[EXERCISES TO COMPLETE]:
1. In the study description, how many adult Oklahoma Indians with non-insulin dependent diabetes were recruited between 1973 and 1978?
2. Translate this sentence from the study description into Spanish: "Diabetes is a major health hazard in Oklahoma Indians."
3. Please reproduce everything in the study description from "Between 1973 and" down to "followed this cohort.".

Prospective Study of Diabetes-related Vascular Disease in Oklahoma Indians
To study the relationship between diabetes and various macro- and microvascular complications in Oklahoma Indians.
Diabetes Mellitus, Non-insulin Dependent
|Study Start Date:||September 1986|
|Estimated Study Completion Date:||August 1990|
Diabetes is a major health hazard in Oklahoma Indians. A further important aspect is the apparently high vulnerability of the diabetic Oklahoma Indians to atherosclerotic disease. In the mid 1980s, this group had the highest prevalence of 0-wave changes on the electrocardiogram and amputation for ischemic gangrene of all 14 international samples in the World Health Organization Multinational Study. Its cardiovascular mortality rates were 2-3 times those of other national samples. An epidemic of coronary heart disease was attacking this Indian population.
Between 1973 and 1978, 1,085 adult Oklahoma Indians who were diagnosed with non-insulin dependent diabetes mellitus were recruited for a study on diabetes. The data from the study were used in part for the World Health Organization Multinational Study of Vascular Disease in Diabetes. The subjects were given a complete physical examination which included blood pressure, height, weight, electrocardiogram and detailed eye examination. Data were also collected on plasma cholesterol, plasma triglyceride, and proteinuria. Family histories and body weight were reviewed. The study followed this cohort.

[Region pointing data]:
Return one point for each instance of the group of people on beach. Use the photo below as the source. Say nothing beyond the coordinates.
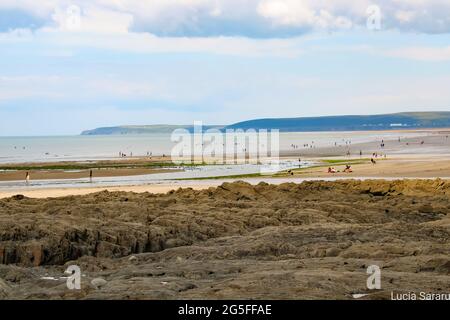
(348, 169)
(28, 177)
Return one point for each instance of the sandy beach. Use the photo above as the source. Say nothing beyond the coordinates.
(302, 233)
(313, 240)
(425, 157)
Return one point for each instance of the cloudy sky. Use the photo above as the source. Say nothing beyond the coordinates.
(66, 66)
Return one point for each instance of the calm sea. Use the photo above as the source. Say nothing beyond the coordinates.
(63, 148)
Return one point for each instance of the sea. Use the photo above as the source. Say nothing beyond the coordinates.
(15, 150)
(85, 147)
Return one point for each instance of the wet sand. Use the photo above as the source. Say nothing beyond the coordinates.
(78, 174)
(292, 241)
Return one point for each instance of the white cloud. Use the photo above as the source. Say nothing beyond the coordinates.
(249, 18)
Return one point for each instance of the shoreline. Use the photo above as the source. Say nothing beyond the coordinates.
(424, 157)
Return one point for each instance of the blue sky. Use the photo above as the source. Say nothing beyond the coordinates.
(66, 66)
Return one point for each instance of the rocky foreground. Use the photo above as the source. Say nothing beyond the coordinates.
(292, 241)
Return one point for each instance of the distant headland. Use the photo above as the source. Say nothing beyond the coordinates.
(395, 121)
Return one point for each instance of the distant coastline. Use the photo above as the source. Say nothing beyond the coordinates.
(395, 121)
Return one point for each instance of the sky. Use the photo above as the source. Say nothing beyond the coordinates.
(68, 66)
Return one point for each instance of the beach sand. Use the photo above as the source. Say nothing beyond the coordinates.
(313, 240)
(239, 240)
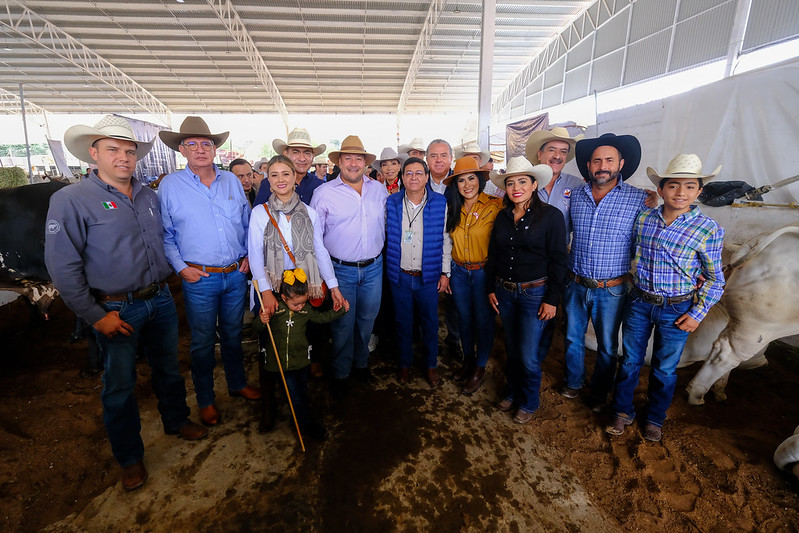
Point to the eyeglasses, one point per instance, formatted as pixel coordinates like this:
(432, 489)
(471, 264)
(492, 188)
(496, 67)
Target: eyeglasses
(193, 145)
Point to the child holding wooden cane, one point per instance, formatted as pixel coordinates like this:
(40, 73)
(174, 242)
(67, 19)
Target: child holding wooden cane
(288, 328)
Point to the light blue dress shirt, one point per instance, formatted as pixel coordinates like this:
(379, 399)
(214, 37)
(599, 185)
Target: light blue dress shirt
(203, 225)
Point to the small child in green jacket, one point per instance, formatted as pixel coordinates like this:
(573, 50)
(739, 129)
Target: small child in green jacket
(288, 328)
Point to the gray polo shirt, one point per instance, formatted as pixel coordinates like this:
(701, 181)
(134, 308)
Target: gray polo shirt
(96, 238)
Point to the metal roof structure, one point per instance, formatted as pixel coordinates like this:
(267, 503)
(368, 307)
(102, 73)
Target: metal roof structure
(358, 56)
(300, 56)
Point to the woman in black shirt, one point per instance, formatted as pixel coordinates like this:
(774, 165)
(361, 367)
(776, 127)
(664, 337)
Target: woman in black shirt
(527, 263)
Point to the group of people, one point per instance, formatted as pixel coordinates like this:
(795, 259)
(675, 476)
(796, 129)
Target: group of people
(320, 251)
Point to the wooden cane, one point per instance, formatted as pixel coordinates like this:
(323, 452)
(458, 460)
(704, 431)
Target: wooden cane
(279, 365)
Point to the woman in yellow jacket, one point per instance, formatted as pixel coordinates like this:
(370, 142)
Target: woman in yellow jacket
(470, 218)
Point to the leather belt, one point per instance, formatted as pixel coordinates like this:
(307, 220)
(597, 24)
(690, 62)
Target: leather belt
(511, 286)
(145, 293)
(600, 283)
(359, 264)
(659, 299)
(217, 270)
(470, 266)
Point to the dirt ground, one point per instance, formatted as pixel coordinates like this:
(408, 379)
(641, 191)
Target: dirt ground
(399, 458)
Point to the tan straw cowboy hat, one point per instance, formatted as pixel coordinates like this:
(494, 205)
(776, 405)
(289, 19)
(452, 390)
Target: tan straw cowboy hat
(299, 138)
(519, 165)
(539, 138)
(78, 139)
(682, 166)
(192, 127)
(352, 145)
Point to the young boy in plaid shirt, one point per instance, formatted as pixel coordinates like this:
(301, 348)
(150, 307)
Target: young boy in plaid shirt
(674, 245)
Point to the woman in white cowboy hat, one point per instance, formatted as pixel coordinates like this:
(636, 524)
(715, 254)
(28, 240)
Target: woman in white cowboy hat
(527, 266)
(470, 218)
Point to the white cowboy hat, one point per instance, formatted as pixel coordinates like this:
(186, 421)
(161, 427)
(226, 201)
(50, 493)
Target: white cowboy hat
(416, 144)
(519, 165)
(472, 148)
(300, 138)
(78, 139)
(192, 127)
(388, 154)
(539, 138)
(351, 145)
(682, 166)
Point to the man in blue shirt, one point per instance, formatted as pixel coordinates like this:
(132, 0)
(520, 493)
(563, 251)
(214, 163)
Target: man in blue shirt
(299, 149)
(206, 216)
(602, 214)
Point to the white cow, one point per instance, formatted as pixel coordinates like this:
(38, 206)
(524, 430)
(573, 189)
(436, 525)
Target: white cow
(760, 303)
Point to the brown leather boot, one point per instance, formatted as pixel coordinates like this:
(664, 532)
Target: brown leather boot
(474, 381)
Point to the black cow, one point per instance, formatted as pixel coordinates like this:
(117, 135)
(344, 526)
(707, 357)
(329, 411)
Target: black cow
(23, 222)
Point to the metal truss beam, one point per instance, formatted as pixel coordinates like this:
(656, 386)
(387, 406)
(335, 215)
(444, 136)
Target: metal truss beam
(230, 18)
(422, 45)
(586, 22)
(26, 23)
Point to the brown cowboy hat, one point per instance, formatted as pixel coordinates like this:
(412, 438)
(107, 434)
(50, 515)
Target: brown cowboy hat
(191, 127)
(466, 165)
(352, 145)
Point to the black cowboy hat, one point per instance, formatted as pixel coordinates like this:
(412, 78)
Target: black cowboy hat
(627, 145)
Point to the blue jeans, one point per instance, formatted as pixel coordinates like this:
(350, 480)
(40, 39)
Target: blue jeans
(219, 300)
(474, 311)
(409, 295)
(605, 308)
(155, 325)
(639, 319)
(519, 313)
(362, 288)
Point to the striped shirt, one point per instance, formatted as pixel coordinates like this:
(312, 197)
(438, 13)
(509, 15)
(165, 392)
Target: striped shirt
(602, 240)
(671, 258)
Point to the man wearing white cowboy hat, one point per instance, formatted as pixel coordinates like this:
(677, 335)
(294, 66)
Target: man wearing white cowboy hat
(674, 245)
(299, 149)
(415, 148)
(554, 147)
(351, 210)
(206, 216)
(104, 250)
(482, 157)
(389, 164)
(321, 165)
(603, 212)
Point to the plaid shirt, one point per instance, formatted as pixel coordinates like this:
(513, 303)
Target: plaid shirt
(602, 241)
(671, 258)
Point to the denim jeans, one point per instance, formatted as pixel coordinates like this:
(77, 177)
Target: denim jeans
(155, 325)
(476, 315)
(219, 300)
(639, 320)
(605, 308)
(362, 288)
(519, 313)
(414, 300)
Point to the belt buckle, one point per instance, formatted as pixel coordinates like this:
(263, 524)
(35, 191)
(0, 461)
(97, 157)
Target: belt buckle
(148, 292)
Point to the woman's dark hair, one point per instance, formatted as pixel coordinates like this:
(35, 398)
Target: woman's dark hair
(298, 288)
(536, 205)
(455, 200)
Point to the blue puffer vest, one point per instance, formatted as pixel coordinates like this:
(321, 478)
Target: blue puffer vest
(432, 237)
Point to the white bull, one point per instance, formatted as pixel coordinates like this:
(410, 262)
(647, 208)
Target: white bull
(760, 305)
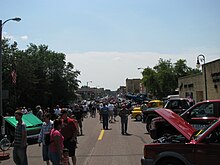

[ANSWERS PROVIDED]:
1. 1,085

2. La diabetes es un riesgo importante para la salud de los indios de Oklahoma.

3.
Between 1973 and 1978, 1,085 adult Oklahoma Indians who were diagnosed with non-insulin dependent diabetes mellitus were recruited for a study on diabetes. The data from the study were used in part for the World Health Organization Multinational Study of Vascular Disease in Diabetes. The subjects were given a complete physical examination which included blood pressure, height, weight, electrocardiogram and detailed eye examination. Data were also collected on plasma cholesterol, plasma triglyceride, and proteinuria. Family histories and body weight were reviewed. The study followed this cohort.